> PROBLEM: Reproduce the listing below with every occurrence of "comma-separated" changed to "comma-delimited", keeping all other text unchanged.

== AVAILABLE RECORDS ==

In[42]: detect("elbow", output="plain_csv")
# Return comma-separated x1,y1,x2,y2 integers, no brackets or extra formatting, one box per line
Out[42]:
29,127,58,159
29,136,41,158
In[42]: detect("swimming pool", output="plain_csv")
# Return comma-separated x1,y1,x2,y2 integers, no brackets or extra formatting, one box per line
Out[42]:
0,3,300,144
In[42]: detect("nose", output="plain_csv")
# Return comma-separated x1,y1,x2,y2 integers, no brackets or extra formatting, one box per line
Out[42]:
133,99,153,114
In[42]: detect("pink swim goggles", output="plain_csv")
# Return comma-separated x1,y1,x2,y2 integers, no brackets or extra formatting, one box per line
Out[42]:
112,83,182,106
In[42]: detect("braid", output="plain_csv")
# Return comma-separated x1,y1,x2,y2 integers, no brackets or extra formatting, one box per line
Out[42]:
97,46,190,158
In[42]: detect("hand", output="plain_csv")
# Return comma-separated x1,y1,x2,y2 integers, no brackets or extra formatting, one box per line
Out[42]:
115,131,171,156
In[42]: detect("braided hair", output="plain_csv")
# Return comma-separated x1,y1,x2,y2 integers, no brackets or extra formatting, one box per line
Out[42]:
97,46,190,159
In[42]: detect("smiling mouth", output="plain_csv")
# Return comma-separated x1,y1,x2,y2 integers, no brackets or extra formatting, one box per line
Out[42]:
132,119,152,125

===

> COMPLETED EXERCISE:
In[42]: detect("elbow", output="plain_csv")
# Return comma-delimited x1,y1,x2,y2 integers, no brackets or extra formatting, one box per line
Out[42]:
29,127,58,159
29,136,41,158
In[42]: detect("swimming pool", output="plain_csv")
# Return comma-delimited x1,y1,x2,y2 integers, no brackets or extra formatting, one box per line
Out[42]:
0,3,300,144
In[42]: detect("nose", output="plain_csv")
# Return comma-delimited x1,y1,x2,y2 integers, no brackets or extra formatting, one box per line
Out[42]:
133,99,153,114
In[42]: detect("pink swim goggles", output="plain_csv")
# Return comma-delimited x1,y1,x2,y2 integers, no brackets or extra formatting, one box per line
Out[42]:
112,83,182,106
In[42]: detect("braid", output="plain_csv")
# Return comma-delimited x1,y1,x2,y2 integers, no brackets or extra formatting, one box per line
Out[42]:
97,46,190,158
In[42]: detect("hand", output="plain_csv")
# Return comma-delimited x1,y1,x2,y2 integers, no brackets or extra formatting, one box per line
Out[42]:
115,131,171,156
In[42]: detect("braided hair", output="plain_csv")
# Return comma-delimited x1,y1,x2,y2 integers, no brackets or extra formatting, one box per line
Out[42]:
97,46,190,159
In[42]: detect("smiling mouth", output="plain_csv")
# Return comma-delimited x1,y1,x2,y2 integers, no brackets or extra formatting, one box per line
Out[42]:
132,119,152,125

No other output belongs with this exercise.